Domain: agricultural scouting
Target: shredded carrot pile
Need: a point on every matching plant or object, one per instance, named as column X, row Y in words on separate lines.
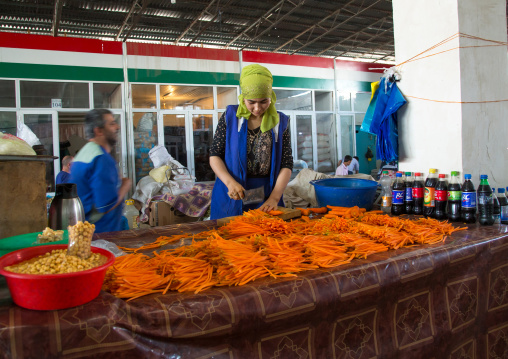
column 258, row 245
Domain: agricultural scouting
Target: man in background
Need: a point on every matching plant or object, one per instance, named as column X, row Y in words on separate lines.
column 65, row 173
column 354, row 166
column 96, row 175
column 342, row 169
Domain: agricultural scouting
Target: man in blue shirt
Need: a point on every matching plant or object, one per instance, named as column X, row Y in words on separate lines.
column 64, row 175
column 95, row 173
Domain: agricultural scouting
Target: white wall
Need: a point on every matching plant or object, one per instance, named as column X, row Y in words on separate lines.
column 452, row 136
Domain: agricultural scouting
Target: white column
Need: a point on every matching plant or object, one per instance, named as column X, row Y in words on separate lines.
column 467, row 137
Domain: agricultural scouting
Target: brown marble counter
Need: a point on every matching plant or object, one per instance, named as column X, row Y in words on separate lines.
column 442, row 301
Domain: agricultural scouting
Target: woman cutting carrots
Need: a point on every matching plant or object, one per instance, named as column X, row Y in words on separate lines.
column 251, row 148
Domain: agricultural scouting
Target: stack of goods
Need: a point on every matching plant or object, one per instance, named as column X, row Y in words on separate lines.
column 258, row 245
column 143, row 143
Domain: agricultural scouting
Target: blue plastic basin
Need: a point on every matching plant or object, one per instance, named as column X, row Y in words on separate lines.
column 345, row 192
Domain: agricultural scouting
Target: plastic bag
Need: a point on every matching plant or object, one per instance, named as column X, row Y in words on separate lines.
column 26, row 134
column 12, row 145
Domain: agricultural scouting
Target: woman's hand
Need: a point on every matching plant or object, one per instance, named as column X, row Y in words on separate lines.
column 236, row 191
column 269, row 205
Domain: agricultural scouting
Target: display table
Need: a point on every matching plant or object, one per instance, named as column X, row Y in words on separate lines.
column 442, row 301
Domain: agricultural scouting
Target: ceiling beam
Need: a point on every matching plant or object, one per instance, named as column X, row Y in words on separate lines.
column 382, row 20
column 335, row 27
column 57, row 14
column 196, row 19
column 273, row 24
column 257, row 22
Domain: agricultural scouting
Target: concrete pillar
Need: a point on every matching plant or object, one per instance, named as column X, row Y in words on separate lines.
column 467, row 137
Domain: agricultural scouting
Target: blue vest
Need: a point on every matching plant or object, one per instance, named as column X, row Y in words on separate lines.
column 236, row 163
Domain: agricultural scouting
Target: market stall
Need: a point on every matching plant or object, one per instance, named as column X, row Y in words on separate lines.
column 438, row 301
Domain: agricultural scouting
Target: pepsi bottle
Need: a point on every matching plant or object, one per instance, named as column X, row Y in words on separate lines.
column 398, row 194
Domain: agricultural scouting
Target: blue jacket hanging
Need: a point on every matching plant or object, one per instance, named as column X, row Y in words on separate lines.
column 236, row 163
column 387, row 99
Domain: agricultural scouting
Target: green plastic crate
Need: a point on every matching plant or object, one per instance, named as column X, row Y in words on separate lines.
column 11, row 244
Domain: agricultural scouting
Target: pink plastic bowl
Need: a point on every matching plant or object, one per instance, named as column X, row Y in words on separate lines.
column 53, row 291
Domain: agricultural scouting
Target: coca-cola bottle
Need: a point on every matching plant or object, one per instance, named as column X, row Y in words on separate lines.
column 398, row 194
column 418, row 194
column 441, row 198
column 408, row 200
column 429, row 205
column 454, row 198
column 468, row 206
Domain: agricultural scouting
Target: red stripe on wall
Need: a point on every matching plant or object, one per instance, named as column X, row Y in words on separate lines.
column 359, row 66
column 60, row 43
column 283, row 59
column 186, row 52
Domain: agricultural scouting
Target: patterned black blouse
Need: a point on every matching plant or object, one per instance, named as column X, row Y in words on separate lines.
column 259, row 154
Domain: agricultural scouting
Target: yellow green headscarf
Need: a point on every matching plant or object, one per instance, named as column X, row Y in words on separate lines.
column 256, row 82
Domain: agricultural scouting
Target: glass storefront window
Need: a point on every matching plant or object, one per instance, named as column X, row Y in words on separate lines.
column 202, row 127
column 107, row 95
column 304, row 139
column 300, row 100
column 41, row 94
column 186, row 97
column 42, row 126
column 174, row 137
column 145, row 138
column 8, row 122
column 347, row 135
column 7, row 93
column 344, row 100
column 361, row 101
column 226, row 96
column 323, row 100
column 326, row 144
column 143, row 96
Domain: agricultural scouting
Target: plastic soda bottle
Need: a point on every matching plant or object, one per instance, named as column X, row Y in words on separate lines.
column 386, row 192
column 408, row 200
column 454, row 198
column 468, row 207
column 429, row 204
column 441, row 198
column 503, row 203
column 497, row 207
column 485, row 202
column 398, row 194
column 418, row 194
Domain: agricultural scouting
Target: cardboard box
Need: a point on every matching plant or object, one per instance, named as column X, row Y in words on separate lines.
column 162, row 214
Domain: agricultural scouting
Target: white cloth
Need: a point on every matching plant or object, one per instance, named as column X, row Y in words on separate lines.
column 354, row 166
column 341, row 170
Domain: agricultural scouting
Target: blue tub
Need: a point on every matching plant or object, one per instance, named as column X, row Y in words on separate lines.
column 345, row 192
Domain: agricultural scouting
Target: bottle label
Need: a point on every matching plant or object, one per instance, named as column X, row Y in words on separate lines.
column 454, row 195
column 387, row 201
column 468, row 200
column 428, row 197
column 418, row 192
column 440, row 195
column 398, row 197
column 409, row 194
column 504, row 213
column 485, row 198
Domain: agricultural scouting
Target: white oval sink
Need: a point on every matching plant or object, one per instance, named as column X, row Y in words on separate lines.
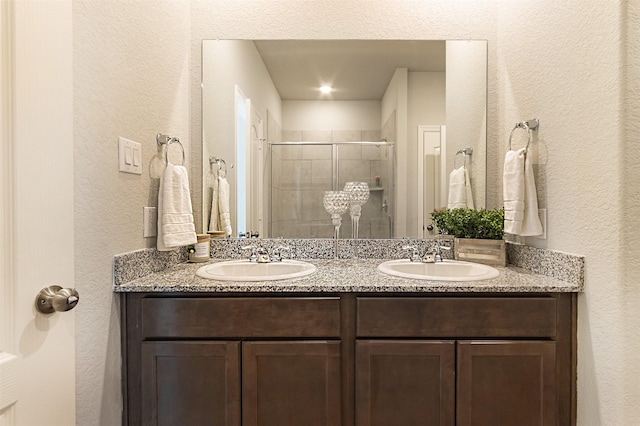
column 243, row 270
column 448, row 270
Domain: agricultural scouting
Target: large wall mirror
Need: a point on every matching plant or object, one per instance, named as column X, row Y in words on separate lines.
column 406, row 117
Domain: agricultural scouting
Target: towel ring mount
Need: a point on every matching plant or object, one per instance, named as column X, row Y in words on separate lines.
column 529, row 126
column 464, row 152
column 168, row 140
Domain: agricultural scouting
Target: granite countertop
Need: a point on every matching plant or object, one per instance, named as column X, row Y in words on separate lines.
column 341, row 276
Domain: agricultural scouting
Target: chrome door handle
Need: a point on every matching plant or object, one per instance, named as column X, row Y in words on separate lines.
column 55, row 298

■ ■ ■ ■ ■

:: AIM OF THE EXERCISE ::
Your answer should consist only of the lines above between the line holding "Target: towel ring mount" and the line holding "Target: granite countertop", inclusive, each transcribed exactly.

:: COMPLETED TASK ::
Target: towel ring mount
Need: a point on every matching plant or object, one per instance, named as column X, row Y in words on separate lines.
column 529, row 126
column 464, row 152
column 168, row 140
Domain: agricultural scouting
Target: granite countertop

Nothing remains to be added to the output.